TO DO
Leave out every line before the one containing "the white pipe", and set down that line and the rest through the end of the listing exactly.
::: MATERIAL FOR THIS TASK
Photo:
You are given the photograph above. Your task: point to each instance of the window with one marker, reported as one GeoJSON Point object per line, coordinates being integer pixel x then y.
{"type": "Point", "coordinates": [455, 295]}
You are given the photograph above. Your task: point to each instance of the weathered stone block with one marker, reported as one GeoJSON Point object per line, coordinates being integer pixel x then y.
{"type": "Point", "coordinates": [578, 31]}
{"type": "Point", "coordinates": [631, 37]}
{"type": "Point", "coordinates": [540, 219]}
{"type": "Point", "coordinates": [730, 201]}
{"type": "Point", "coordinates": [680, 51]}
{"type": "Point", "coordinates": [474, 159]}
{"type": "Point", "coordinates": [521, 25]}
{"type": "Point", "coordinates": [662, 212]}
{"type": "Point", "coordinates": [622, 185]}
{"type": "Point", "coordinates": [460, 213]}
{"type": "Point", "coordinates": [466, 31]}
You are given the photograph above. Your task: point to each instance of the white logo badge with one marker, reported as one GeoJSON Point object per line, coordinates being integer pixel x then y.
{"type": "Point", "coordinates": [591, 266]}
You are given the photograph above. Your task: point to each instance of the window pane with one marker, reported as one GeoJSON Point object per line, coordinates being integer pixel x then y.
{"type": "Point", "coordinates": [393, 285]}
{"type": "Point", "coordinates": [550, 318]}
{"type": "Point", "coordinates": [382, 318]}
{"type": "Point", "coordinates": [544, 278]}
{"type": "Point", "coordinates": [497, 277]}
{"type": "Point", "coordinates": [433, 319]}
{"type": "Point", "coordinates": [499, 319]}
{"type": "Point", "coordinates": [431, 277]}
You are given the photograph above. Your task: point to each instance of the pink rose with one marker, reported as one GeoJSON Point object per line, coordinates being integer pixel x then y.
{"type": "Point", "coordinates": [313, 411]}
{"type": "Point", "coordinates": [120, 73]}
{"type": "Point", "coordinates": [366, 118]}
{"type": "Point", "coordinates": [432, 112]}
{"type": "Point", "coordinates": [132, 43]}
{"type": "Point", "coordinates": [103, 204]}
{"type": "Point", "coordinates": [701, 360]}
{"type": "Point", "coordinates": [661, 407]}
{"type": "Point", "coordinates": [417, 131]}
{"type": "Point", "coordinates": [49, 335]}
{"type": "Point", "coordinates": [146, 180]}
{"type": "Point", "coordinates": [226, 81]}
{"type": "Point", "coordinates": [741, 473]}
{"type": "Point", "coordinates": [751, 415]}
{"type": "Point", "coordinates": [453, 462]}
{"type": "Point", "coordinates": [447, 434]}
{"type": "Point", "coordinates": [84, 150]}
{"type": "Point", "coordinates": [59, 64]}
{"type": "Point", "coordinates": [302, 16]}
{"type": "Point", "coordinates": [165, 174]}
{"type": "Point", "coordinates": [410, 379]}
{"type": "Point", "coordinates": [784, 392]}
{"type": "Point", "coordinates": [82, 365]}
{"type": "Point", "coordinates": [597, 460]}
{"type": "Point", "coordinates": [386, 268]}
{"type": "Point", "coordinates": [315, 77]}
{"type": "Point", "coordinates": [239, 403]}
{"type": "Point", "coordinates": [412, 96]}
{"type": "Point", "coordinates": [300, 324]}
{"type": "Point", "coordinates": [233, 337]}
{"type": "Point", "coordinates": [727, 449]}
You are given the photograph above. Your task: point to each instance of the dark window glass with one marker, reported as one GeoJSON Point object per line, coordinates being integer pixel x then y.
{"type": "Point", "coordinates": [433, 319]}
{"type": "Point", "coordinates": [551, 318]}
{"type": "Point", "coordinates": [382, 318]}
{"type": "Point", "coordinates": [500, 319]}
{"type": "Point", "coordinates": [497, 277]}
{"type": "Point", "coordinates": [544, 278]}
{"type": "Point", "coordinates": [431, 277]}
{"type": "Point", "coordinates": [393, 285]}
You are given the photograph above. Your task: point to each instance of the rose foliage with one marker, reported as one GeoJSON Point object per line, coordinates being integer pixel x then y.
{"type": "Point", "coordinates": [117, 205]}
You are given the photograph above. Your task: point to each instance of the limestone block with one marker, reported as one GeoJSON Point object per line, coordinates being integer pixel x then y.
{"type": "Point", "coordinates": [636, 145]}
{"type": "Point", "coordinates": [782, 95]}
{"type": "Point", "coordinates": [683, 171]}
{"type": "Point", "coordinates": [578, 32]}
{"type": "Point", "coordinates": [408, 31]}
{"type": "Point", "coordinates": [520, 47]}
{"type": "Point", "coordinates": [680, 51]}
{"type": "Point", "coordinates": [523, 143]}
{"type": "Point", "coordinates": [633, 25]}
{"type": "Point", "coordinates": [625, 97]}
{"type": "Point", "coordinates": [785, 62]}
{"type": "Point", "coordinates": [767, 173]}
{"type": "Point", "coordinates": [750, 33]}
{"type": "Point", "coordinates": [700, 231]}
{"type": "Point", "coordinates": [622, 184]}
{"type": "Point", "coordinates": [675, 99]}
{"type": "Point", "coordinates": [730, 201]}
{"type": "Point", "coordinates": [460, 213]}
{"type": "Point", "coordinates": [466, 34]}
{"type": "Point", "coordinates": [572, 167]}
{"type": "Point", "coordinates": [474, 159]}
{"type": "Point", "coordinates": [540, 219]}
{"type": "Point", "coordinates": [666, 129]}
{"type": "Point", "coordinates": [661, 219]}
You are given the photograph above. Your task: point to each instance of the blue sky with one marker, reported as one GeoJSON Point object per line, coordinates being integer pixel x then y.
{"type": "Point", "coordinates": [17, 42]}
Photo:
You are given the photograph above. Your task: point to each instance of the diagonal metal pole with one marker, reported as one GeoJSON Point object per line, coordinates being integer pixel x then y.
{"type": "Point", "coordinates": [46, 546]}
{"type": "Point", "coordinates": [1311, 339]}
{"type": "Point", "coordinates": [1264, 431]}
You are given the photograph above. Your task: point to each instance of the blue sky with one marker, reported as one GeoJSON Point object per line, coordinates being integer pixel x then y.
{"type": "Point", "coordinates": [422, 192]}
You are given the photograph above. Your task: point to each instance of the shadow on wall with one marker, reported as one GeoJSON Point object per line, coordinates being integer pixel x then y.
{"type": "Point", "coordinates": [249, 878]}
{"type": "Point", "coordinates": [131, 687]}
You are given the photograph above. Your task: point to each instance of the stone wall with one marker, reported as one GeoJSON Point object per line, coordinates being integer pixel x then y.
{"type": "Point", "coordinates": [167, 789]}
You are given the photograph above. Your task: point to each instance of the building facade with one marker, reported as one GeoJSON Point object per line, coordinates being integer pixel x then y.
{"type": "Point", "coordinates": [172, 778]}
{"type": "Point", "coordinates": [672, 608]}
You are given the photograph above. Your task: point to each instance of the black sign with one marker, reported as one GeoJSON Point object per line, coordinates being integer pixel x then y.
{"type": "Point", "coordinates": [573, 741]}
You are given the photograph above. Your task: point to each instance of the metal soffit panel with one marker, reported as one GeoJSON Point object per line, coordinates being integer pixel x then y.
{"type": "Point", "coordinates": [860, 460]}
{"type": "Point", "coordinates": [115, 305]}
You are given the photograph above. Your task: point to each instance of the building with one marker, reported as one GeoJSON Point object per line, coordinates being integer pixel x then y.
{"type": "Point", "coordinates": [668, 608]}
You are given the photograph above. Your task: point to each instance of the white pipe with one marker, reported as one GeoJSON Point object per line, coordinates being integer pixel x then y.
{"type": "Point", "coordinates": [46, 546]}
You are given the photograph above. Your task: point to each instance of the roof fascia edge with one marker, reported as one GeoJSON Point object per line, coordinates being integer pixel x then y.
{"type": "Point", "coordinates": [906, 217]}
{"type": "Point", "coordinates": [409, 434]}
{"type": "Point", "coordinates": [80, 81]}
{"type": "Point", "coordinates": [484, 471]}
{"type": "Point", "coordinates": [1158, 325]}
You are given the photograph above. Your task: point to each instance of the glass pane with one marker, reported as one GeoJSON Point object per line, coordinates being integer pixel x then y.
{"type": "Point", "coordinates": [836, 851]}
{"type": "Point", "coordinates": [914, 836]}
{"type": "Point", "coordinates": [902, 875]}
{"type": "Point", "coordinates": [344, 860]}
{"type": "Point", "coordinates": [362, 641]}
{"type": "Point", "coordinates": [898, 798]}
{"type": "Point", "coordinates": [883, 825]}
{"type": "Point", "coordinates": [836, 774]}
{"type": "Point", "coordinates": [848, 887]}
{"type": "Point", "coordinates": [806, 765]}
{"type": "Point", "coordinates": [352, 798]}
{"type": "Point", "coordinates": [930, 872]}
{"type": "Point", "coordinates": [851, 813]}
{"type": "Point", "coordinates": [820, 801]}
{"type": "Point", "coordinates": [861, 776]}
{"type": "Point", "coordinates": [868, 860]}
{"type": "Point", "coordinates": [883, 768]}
::::::
ANSWER SPACE
You are given the photograph above. Your task: point to each instance of the white pipe with one marker, reported as one GeoJSON Point object per line, coordinates being integer pixel x then y.
{"type": "Point", "coordinates": [46, 546]}
You are given the photograph above. Your task: point to each instance of the roof fascia edge with one marker, reported as one GeoJSON Point object per line, coordinates being integer pixel x then y.
{"type": "Point", "coordinates": [906, 217]}
{"type": "Point", "coordinates": [409, 434]}
{"type": "Point", "coordinates": [80, 81]}
{"type": "Point", "coordinates": [484, 471]}
{"type": "Point", "coordinates": [1158, 325]}
You are given the photograph above. Your task: point to each instance of the glass pane with one marker, reported as one GeoJSON Point object per line, coordinates being integer pixel x then y.
{"type": "Point", "coordinates": [836, 851]}
{"type": "Point", "coordinates": [914, 836]}
{"type": "Point", "coordinates": [902, 875]}
{"type": "Point", "coordinates": [344, 860]}
{"type": "Point", "coordinates": [362, 641]}
{"type": "Point", "coordinates": [898, 798]}
{"type": "Point", "coordinates": [883, 825]}
{"type": "Point", "coordinates": [836, 774]}
{"type": "Point", "coordinates": [848, 887]}
{"type": "Point", "coordinates": [806, 765]}
{"type": "Point", "coordinates": [352, 798]}
{"type": "Point", "coordinates": [930, 872]}
{"type": "Point", "coordinates": [851, 813]}
{"type": "Point", "coordinates": [820, 801]}
{"type": "Point", "coordinates": [861, 776]}
{"type": "Point", "coordinates": [868, 860]}
{"type": "Point", "coordinates": [883, 768]}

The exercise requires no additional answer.